### Text block
[BEGIN]
This time, even without an accommodating double, I did manage to write a good bit, but again never finished. I couldn’t work out the plot, but even more, I couldn’t work out what it all meant, what it was for. The story was a series of calamities befalling a family, but it had no underlying purpose. I think I simply enjoyed heaping tragedy at the doorstep of this unfortunate family, out of a masochistic anger that I had agreed to teach in southern California, alone and alienated. Evenings I would eat dinner in front of the TV news. It was 1991. I watched the Gulf War—missiles exploding in air like a fireworks display, the commentators insanely gleeful about the new technology—and I watched the Los Angeles police beating Rodney King with their clubs, a scene shown every evening for weeks. After dinner and the war and the beating, I read. My stint in Southern California was ten weeks, so I was reading the longest novel I could find, Alessandro Manzoni’s The Betrothed, which vividly depicted the fourteenth-century plague. Decaying, pustulating bodies lay crammed together in smelly shelters, while two forcibly separated lovers searched for each other. No wonder I took out my frustration on that poor family I invented.

For a long time after that, I carried those melodramatic pages with me—one twin doomed in adolescence, the other doomed to live bereft—wherever I went, but couldn’t make anything coherent out of them. Meanwhile I kept writing other books.

* * * *

Very soon after the September 11 attacks on the twin towers of the World Trade Center, I enrolled in an evening course in Harmony. I’d started picking out tunes on the piano when I was four or five years old, and at six I began taking lessons. Even though I took piano lessons for thirteen years and became a fairly decent amateur pianist, and even though I went diligently through all the scales, chords and arpeggios, I never achieved a coherent understanding of theory and harmony. For years I mused on and off about remedying this lack and even tried on my own with books, but had little success.

The attack itself was so arresting and unanticipated that I could barely think about anything else. Writing felt impossible. The event was a boulder in my mind that I couldn’t get past. That entire autumn, the downtown site was all everyone in New York thought about and talked about. A half mile north, you could see thin curls of smoke still rising, slow and reluctant. When I closed my eyes the iconic images of the debris lined the insides of my lids. The newspapers were filled with stories of the dead, new and unforgettable gory details coming to light daily, alongside the dense, specious language of political and military maneuvering.

One night, as I was leafing through a brochure of concerts and courses offered by a local music school, my eye caught a description of the Harmony course. The next minute I was filling out a form in the back of the brochure. I suppose I wanted to focus my attention, if only for two hours a week, on a subject as far as possible from downtown Manhattan. That must have been why I chose that moment, of all the moments since I stopped taking piano lessons, to become a student of Harmony.
[END]
### Records of point placement
[BEGIN]
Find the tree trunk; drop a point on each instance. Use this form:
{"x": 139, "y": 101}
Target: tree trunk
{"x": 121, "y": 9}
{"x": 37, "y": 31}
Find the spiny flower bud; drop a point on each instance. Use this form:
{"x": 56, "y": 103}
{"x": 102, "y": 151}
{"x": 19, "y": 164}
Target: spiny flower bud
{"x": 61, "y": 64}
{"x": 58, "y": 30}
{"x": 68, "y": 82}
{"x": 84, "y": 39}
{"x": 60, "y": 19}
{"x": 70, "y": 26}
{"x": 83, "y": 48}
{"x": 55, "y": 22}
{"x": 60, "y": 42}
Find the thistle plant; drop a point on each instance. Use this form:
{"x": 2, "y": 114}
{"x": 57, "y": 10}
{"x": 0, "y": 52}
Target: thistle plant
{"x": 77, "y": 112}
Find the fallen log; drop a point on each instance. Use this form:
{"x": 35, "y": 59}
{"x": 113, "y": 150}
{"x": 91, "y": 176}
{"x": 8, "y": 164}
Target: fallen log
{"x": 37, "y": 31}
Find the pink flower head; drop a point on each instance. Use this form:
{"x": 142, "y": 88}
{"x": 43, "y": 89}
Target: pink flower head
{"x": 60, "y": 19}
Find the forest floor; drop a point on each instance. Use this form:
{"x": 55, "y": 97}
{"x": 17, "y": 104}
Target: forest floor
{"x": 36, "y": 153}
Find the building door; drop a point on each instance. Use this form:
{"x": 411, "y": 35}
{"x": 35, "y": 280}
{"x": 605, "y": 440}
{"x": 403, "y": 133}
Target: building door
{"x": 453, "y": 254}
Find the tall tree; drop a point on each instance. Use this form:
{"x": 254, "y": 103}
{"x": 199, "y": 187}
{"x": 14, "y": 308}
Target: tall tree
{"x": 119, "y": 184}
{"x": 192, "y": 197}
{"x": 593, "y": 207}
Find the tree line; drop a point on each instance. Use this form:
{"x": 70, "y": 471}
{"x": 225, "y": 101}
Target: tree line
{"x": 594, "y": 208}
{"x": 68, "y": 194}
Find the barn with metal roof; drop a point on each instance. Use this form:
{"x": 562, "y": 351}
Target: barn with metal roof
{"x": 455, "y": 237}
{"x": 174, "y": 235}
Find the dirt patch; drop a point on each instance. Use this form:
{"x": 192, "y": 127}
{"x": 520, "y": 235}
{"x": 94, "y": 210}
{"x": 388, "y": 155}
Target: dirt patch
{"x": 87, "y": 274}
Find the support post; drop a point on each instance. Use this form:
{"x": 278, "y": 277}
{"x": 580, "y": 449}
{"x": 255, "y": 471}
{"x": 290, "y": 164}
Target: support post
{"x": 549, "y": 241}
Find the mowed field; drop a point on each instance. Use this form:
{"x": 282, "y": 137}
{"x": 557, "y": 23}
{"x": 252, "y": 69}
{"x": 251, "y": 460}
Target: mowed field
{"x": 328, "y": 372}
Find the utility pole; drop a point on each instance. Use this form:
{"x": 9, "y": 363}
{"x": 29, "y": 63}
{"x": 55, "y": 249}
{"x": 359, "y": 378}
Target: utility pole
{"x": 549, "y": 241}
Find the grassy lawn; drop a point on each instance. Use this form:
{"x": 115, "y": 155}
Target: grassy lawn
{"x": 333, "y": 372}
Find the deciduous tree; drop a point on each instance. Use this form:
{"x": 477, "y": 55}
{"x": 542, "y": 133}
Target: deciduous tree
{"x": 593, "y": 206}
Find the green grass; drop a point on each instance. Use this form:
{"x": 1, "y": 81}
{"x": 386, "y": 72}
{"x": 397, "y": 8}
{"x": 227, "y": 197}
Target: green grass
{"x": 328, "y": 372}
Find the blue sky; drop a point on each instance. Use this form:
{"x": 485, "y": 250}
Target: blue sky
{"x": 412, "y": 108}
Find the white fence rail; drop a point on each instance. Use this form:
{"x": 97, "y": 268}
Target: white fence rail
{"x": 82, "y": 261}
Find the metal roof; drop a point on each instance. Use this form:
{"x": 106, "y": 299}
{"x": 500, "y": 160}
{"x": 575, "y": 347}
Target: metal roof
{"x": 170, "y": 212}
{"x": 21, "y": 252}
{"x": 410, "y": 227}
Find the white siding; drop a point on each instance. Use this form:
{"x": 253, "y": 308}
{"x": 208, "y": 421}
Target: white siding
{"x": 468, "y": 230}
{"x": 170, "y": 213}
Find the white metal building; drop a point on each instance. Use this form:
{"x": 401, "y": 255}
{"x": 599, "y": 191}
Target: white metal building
[END]
### Prompt 1
Answer these from the essay:
(a) How many weeks did the writer's stint in Southern California last?
(b) At what age did the writer begin taking piano lessons?
(c) For how many hours a week did the writer hope to focus on a subject far from downtown Manhattan?
### Prompt 2
Change "brochure" to "booklet" in the part of the essay that begins at the words "One night, as" and stops after "student of Harmony.", and write that part out.
You won't need the records for any of this.

### Correct result 1
(a) Ten weeks.
(b) At six.
(c) Two hours a week.

### Correct result 2
One night, as I was leafing through a booklet of concerts and courses offered by a local music school, my eye caught a description of the Harmony course. The next minute I was filling out a form in the back of the booklet. I suppose I wanted to focus my attention, if only for two hours a week, on a subject as far as possible from downtown Manhattan. That must have been why I chose that moment, of all the moments since I stopped taking piano lessons, to become a student of Harmony.